START TEXT BLOCK

Friday, November 21, 2008

Article on ACT change

Quinn recommends an 8-step Advanced Change Theory that he claims overcomes the inertia of a settled "normal" perspective within an organization. All of the elements of the 8 theory made a significant impression, but the one that especially stood out is the embrace of the hypocritical self. In trying to institute change in the organizations, I am always confronted by the gap between the standards I am attempting to achieve and the reality of what I am capable to accomplish. By learning to practice a new type of "transformational behavior," he suggests, even "ordinary people" can have "extraordinary impact." His message is clear, in order to become a change agent, you must first change yourself and then immerse yourself in the common good, disturb the system, and "set the truth free

Organizational Silence

The CEO isn’t wearing clothing, and yet, no one within the organization is courageous enough to speak up and notify him/her of this flaw. This enforces the concept that there is evidently something wrong with the system of the organization. Individuals tend of believe they would face negative repercussion if they spoke up. In an effort for organizations to prevent this defect from occurring, leaders should implement a reward system for employees that come forward with sensitive or risky information. As a leader, I certainly would hope my employees would look out for the organizations best interest. If I went off course in the wrong direction, employees should not be condemned for speaking out and redirecting my attention for my oversight.

Effective leaders should embrace employees that productively offer criticism and politely disagrees with their stance, but this should be exercised with precaution. Leaders should be aware of employees being reliant of your cordiality. Allow employees to offer suggestions and feedback, but set up the norm for them to conduct the research and explore of their own terms. The last thing I would want to result from this is more responsibilities and dependence.

Thursday, November 20, 2008

The Men's Warehouse

In the history of the Men’s Warehouse, the company grew exponentially with 40-50 stores per year. By the end of the company’s 1996 fiscal year, 345 stores were in operation. The company’s strategy surrounded the premise that men do not like to shop, or bother with the time to hunt for bargains and wait for sales. Consequently to meet the demands of men, the Men’s Warehouse offered their merchandise that were typically 20-30 percent below other competing high class department stores, avoiding the special promotion technique. This is was very thoughtful and strategic. They know who were targeting and understand the needs of their customers.

Employees in upper management are loyal to the company which indicates they are highly invested in their work. Four members of the senior management team had held their positions since its inception and others have had at least 10 years of dedication. Loyalty extends through the organization from wardrobe consultants to mangers. Zimmerman (CEO) is also heavily invested in his company, not just in the financial sectors, but building positive relationships with his employees as well. During the holiday seasons, he tries to attend at least several of the company’s Christmas party to make his presence known. To me that shows dedication and taking an interest in his colleagues and fellow workers. The same mentality is expected of managers. District managers are expected to go to every each week and regional managers are to attend every month. This is a well thought out idea to have management be more present at the lower levels of the organization.

END TEXT BLOCK
START SUPPLIED INFORMATION

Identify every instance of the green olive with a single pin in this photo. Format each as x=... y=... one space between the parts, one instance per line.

END SUPPLIED INFORMATION

▶ **SET OF TASKS**
(1) In the leadership blog, how many Men's Warehouse stores were in operation by the end of the company's 1996 fiscal year?
(2) Pick up the leadership blog after its final sentence and keep writing.

▶ **EXERCISE RESULTS**
(1) 345 stores.

(2)
The company is founded on the concept of servant leadership rather than self-serving interest. Under the servant leadership, people transcend self-interest to serve the needs of others, by helping them grow professionally and emotionally. They as a whole, encourages others in their personal development and helps them understand the larger purpose in their work. One of the quickest ways an organization can distinguish the difference between a servant leader and a self-serving leader is how they handle feedback, because one of the biggest fears that self-serving leaders have is to lose their position. In contrast, servant leaders embrace and welcome feedback as a source of useful information on how they can provide better service.

“The people you manage and work with are your customers, as well as clients of the store.” This place emphasis to treat your employees as you expects them to treat your clients. Both are assets to the overall wellbeing of the organization. George Zimmerman conducts training seminars personally, which is great because so many CEO’s of large corporation seems unreachable to individuals in the lower status. “Employees come first and our customers come second.” If you create quality relationships with your employees, then they will do the same for your customers.

Compensation and staffing are completely based on commission in an effort to avoid issues of working off the clock, and dealing with over time. The company implemented a new bonus program to encourage employees to be more “team oriented” by providing monetary incentives at the end of the month. Promotion & Career Development was completely from within; again, reinstating loyalty among employees within the organization. Individuals working in management have always started working for the Men’s warehouse from the bottom up. When it comes of hiring and firing, the company focused on hiring employees based on their personalities and skills rather than previous experience. If an employees is not working up to their potential, rather than firing that individual, the company provide ample opportunities (transferring that person to another store) to improve their practice. I really liked the “Jim” example of an employee whose only ability comes from stealing other consultants’ customers and pilfering other team members’ sales. The interesting result from his termination allowed other employees to collectively work together and overall, they did much better than Jim individually, which invalidates the importance of teamwork within an organization.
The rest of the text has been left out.